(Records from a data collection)

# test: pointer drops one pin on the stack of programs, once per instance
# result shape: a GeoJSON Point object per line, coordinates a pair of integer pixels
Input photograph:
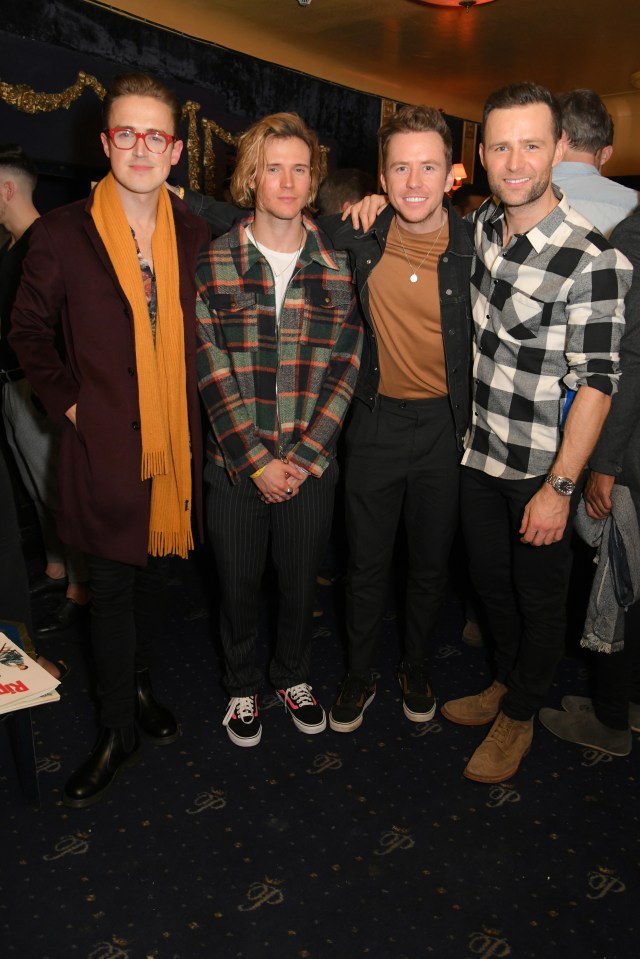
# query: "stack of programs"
{"type": "Point", "coordinates": [22, 682]}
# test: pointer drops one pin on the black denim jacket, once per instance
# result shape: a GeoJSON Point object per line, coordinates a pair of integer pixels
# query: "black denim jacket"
{"type": "Point", "coordinates": [454, 272]}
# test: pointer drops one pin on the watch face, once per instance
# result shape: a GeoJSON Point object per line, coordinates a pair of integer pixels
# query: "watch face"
{"type": "Point", "coordinates": [564, 486]}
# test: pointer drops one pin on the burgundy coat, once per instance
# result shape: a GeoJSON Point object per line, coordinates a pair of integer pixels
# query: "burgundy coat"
{"type": "Point", "coordinates": [68, 280]}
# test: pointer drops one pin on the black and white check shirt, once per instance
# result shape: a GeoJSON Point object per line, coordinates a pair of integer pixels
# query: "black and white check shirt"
{"type": "Point", "coordinates": [548, 315]}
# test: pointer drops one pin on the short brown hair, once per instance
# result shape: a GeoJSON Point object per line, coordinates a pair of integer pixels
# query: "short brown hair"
{"type": "Point", "coordinates": [251, 154]}
{"type": "Point", "coordinates": [418, 119]}
{"type": "Point", "coordinates": [586, 121]}
{"type": "Point", "coordinates": [141, 85]}
{"type": "Point", "coordinates": [524, 94]}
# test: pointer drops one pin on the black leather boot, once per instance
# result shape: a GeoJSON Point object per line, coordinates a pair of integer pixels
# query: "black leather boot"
{"type": "Point", "coordinates": [155, 722]}
{"type": "Point", "coordinates": [114, 750]}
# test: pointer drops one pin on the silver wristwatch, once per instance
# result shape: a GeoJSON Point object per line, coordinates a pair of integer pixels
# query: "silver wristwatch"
{"type": "Point", "coordinates": [561, 484]}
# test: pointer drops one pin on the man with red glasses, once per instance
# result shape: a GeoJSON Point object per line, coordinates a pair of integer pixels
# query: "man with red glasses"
{"type": "Point", "coordinates": [115, 273]}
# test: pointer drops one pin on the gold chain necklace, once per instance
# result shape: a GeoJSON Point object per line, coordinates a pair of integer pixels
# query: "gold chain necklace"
{"type": "Point", "coordinates": [414, 275]}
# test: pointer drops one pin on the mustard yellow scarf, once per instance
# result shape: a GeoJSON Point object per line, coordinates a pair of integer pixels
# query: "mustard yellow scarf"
{"type": "Point", "coordinates": [162, 389]}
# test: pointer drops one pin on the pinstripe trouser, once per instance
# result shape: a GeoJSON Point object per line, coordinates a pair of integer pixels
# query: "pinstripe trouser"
{"type": "Point", "coordinates": [240, 527]}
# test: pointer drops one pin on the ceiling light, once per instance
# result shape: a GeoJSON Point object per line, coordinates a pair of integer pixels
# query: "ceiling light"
{"type": "Point", "coordinates": [467, 4]}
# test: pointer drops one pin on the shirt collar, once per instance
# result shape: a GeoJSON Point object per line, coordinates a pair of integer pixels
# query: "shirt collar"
{"type": "Point", "coordinates": [247, 254]}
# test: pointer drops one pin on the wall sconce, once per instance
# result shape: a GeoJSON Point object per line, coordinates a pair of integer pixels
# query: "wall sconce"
{"type": "Point", "coordinates": [459, 174]}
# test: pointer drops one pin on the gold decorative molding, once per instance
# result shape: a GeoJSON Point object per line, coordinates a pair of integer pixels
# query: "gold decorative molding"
{"type": "Point", "coordinates": [27, 100]}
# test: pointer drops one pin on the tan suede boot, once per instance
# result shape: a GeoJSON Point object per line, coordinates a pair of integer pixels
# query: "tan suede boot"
{"type": "Point", "coordinates": [499, 756]}
{"type": "Point", "coordinates": [476, 710]}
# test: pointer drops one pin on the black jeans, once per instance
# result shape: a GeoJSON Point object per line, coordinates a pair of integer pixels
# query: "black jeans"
{"type": "Point", "coordinates": [127, 608]}
{"type": "Point", "coordinates": [616, 676]}
{"type": "Point", "coordinates": [14, 586]}
{"type": "Point", "coordinates": [401, 464]}
{"type": "Point", "coordinates": [523, 588]}
{"type": "Point", "coordinates": [241, 527]}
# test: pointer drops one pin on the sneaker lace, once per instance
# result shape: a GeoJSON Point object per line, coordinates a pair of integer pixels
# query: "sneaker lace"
{"type": "Point", "coordinates": [243, 706]}
{"type": "Point", "coordinates": [300, 695]}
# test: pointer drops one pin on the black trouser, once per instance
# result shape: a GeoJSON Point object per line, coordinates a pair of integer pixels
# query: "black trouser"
{"type": "Point", "coordinates": [127, 608]}
{"type": "Point", "coordinates": [14, 586]}
{"type": "Point", "coordinates": [617, 675]}
{"type": "Point", "coordinates": [240, 526]}
{"type": "Point", "coordinates": [523, 588]}
{"type": "Point", "coordinates": [401, 463]}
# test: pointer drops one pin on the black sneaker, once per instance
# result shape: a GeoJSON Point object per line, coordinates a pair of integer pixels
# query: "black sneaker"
{"type": "Point", "coordinates": [307, 714]}
{"type": "Point", "coordinates": [242, 722]}
{"type": "Point", "coordinates": [418, 702]}
{"type": "Point", "coordinates": [348, 710]}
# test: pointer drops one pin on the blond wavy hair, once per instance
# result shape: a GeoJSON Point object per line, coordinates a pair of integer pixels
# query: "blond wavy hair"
{"type": "Point", "coordinates": [251, 154]}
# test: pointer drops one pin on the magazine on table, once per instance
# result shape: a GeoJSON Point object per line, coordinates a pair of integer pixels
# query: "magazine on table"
{"type": "Point", "coordinates": [23, 683]}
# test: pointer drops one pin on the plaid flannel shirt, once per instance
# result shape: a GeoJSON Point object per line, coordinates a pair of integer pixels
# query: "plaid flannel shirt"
{"type": "Point", "coordinates": [275, 389]}
{"type": "Point", "coordinates": [548, 315]}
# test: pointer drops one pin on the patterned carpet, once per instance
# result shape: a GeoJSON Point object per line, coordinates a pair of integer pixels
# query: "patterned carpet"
{"type": "Point", "coordinates": [363, 845]}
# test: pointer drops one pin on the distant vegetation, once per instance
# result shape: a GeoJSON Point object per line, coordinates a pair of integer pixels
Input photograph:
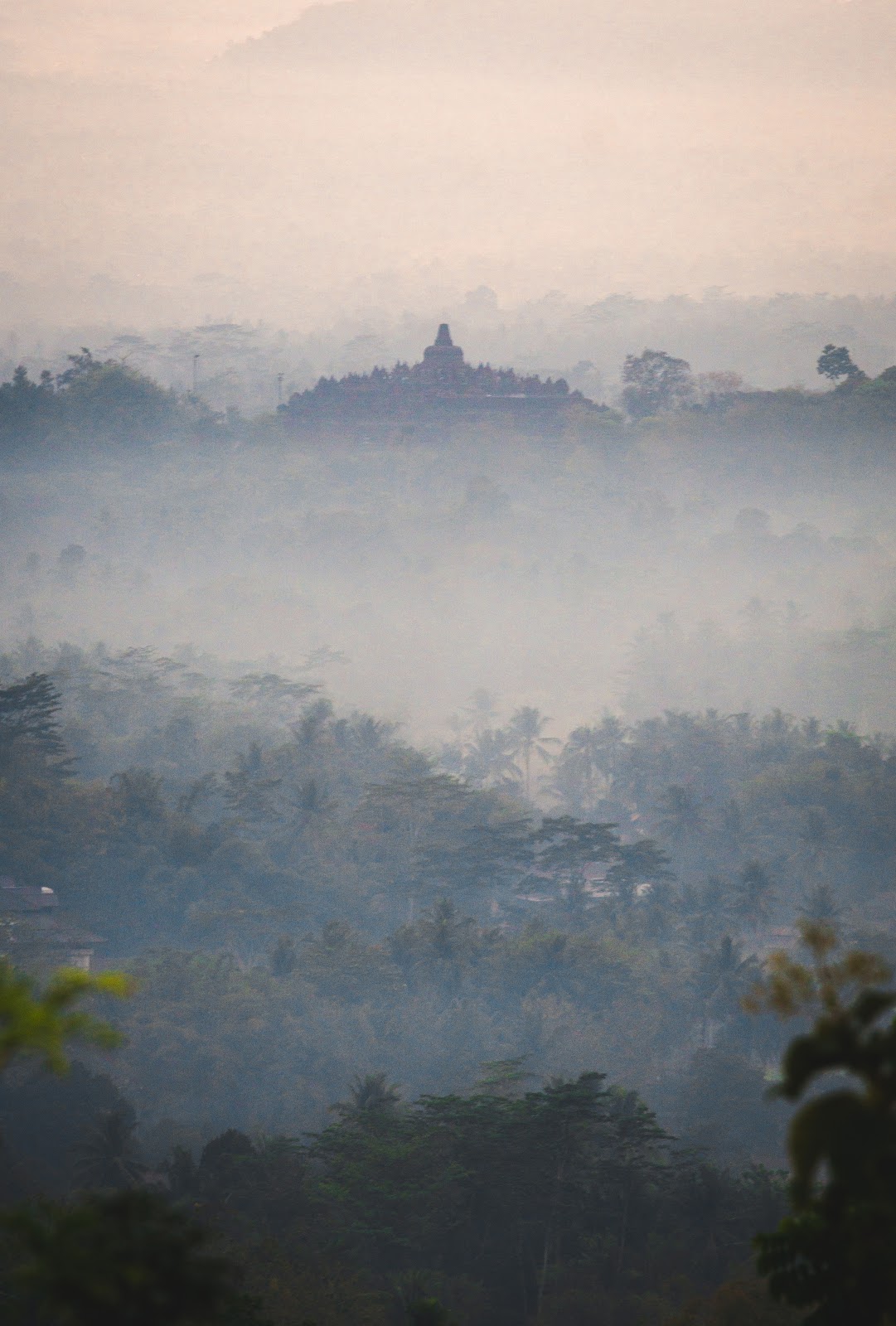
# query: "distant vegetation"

● The task:
Copy the listing from the line with "# test: pointer drops one pin on the plaid" up to and including its last line, swapping "patterned carpet" for "striped rug" and leaving everything else unchanged. Leave the pictures out.

● Correct answer:
# test: pointer drops one pin on the plaid flannel shirt, once per instance
# result shape: a GeoJSON Point object per line, coordinates a pair of integer pixels
# query: "plaid flannel shirt"
{"type": "Point", "coordinates": [275, 389]}
{"type": "Point", "coordinates": [548, 315]}
# test: pointer drops one pin on the striped rug, once per instance
# result shape: a GeoJSON Point object per line, coordinates a pair of integer pixels
# query: "striped rug"
{"type": "Point", "coordinates": [363, 845]}
# test: pointer drops one pin on the distant vegetation, once per instance
# result shape: a GeoJSON Point object per line, coordinates a pair of integer pixels
Input photograph:
# query: "distant vegetation"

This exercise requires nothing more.